Murray McLachlan

Murray McLachlan

Glasgow University Concert Hall

Michael Tumelty

JOHN McLeod's Fifth Piano Sonata, commissioned by pianist Murray McLachlan to mark the composer's 80th birthday, reached Glasgow yesterday as the next step in a marathon 28-concert tour of the new work.

I'll go in at the deep end and assert that the Sonata, awesomely played by McLachlan, is fantastically effective on numerous levels. There is, as in one of McLeod's earlier sonatas, a link with Liszt's epochal B Minor Sonata, in its virtuosity and its interlinking of small cells that unify the piece.

But there is much more to it. It's a wonderful character piece, the characters being two very different musical figures. The first is a quirky, angular, jumpy, probably neurotic bloke, who I might describe, generously, as Puckish, in fact a complete irritant - the type of bloke who always pushes his face noisily into other folks' business. Rhythmically and harmonically, Mcleod's musical characterisation of this pest was brilliant, in its insistence and persistence.

On the other side of the stage was a more languid, Romantic figure - reflective, philosophical, laid back, calm and unflappable, portrayed with gorgeous music, and clearly trying to placate the neurotic one who, needless to say, returns with yet more of the same stuff. These people never shut up. At best, at the end, there is an uneasy peace, though I sensed that Puck chap glowering away, waiting for another chance to butt in. It's a great piece, and a short piece: an exemplar of the principle of less being more. The dazzling McLachlan, who heads off to Lanzarote today with the Sonata, set it up beautifully with some expressive Bach and dreamy Chopin.

**WHAT THE TASK ASKS**. In the concert review, how many concerts are in Murray McLachlan's tour of the new sonata?

**SUPPLIED RECORDS**.
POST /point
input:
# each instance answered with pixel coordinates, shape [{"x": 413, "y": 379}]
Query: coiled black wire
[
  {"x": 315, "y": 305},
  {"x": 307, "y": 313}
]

**ANSWER TO THE PROBLEM**. 28 concerts.